(Image location labeling listing)
(begin)
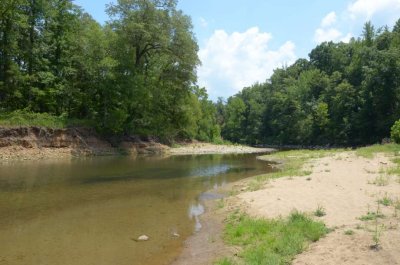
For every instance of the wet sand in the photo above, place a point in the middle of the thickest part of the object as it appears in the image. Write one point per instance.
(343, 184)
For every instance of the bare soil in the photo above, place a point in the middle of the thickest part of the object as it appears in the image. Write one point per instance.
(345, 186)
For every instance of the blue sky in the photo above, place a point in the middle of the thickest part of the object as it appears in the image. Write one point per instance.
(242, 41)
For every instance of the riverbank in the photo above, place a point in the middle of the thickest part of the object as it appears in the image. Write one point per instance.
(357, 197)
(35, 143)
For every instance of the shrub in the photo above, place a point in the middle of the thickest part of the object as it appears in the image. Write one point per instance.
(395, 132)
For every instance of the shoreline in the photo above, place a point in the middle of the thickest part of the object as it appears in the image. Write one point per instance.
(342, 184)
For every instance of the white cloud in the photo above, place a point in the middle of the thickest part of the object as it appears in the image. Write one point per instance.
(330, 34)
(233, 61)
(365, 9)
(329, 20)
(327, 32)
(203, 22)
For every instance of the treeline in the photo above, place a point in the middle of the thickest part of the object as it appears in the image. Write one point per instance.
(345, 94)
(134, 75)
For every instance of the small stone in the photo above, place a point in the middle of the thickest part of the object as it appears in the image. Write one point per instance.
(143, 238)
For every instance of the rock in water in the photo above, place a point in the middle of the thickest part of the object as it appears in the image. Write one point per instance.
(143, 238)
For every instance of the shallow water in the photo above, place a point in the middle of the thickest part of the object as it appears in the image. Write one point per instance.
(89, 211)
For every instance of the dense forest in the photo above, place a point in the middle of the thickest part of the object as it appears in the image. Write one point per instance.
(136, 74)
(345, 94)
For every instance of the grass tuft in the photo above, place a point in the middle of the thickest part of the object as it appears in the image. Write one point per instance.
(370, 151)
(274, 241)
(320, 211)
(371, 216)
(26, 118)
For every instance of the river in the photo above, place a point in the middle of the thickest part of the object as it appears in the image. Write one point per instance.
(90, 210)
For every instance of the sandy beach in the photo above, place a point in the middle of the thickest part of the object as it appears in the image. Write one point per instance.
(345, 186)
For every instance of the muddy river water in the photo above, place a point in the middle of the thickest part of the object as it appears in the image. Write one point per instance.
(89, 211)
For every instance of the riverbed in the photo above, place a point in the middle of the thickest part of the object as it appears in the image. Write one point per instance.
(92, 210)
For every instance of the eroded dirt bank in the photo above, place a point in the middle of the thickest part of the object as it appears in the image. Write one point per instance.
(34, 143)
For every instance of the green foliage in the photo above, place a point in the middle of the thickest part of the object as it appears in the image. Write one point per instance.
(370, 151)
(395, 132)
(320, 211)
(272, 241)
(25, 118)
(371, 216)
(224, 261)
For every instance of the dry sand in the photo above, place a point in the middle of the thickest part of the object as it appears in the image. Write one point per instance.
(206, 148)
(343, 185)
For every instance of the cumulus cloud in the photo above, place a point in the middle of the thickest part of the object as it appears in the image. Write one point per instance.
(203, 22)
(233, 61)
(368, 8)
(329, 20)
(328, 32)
(end)
(begin)
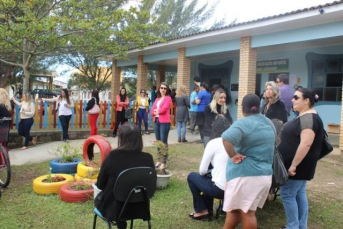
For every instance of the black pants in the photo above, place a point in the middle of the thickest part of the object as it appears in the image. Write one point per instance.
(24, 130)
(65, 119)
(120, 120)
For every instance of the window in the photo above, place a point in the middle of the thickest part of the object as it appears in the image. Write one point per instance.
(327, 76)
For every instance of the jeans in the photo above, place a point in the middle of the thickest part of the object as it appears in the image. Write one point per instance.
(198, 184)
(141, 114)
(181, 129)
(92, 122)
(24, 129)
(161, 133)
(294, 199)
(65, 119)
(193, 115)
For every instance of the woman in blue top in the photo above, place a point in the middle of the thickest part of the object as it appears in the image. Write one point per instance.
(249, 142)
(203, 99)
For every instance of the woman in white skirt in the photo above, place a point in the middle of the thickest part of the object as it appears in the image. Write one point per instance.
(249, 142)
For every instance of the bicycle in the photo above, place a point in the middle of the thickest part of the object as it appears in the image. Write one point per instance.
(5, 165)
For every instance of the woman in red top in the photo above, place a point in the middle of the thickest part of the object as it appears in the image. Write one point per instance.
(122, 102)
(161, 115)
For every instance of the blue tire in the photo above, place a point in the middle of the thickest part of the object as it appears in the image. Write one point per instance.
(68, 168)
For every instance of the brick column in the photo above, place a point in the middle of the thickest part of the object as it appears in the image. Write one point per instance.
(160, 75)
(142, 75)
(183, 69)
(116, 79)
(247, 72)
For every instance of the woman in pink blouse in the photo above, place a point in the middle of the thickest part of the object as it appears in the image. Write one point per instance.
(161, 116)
(end)
(begin)
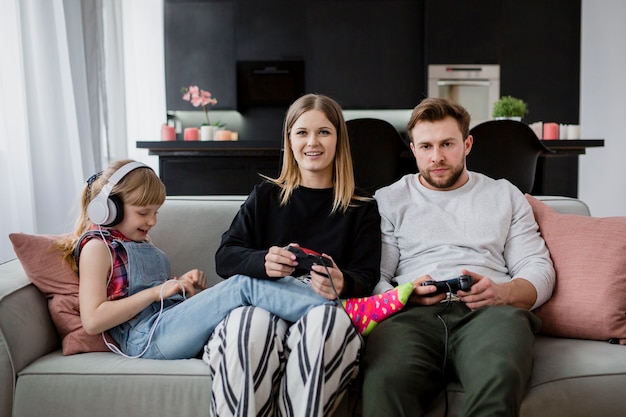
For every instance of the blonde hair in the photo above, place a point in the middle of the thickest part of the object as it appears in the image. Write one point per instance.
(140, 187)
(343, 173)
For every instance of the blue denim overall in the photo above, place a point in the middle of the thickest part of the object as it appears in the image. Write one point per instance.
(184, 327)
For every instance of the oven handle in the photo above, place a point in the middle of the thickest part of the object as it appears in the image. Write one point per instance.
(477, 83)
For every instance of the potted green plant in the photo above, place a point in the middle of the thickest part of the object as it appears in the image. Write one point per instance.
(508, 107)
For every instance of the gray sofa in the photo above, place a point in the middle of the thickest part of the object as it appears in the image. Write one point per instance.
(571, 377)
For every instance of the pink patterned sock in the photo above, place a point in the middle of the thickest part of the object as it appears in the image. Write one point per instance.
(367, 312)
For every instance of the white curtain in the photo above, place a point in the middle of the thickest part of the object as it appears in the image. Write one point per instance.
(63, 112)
(end)
THE REQUEST: Select every line in the listing above that contains the word "woman", and copy those lines.

WORKED ANSWER:
For every instance of the woman in blue top in the photo above, place a point in the middle of the thickest part of the object as it appears in the image. Write one point per instance.
For every instance of the woman in white skirt in the photo above, place a point in the middle of the thickest part of the object as it appears in the image. Write one point per instance.
For every instance of the woman in red top in the photo above, place a point in the middle of the thickest part of the object as it appears in the image. Write one point per instance.
For every instance of the woman in pink blouse in the photo above, place a point in the middle of the thickest part of the object as it appears in the image. Write one point per instance.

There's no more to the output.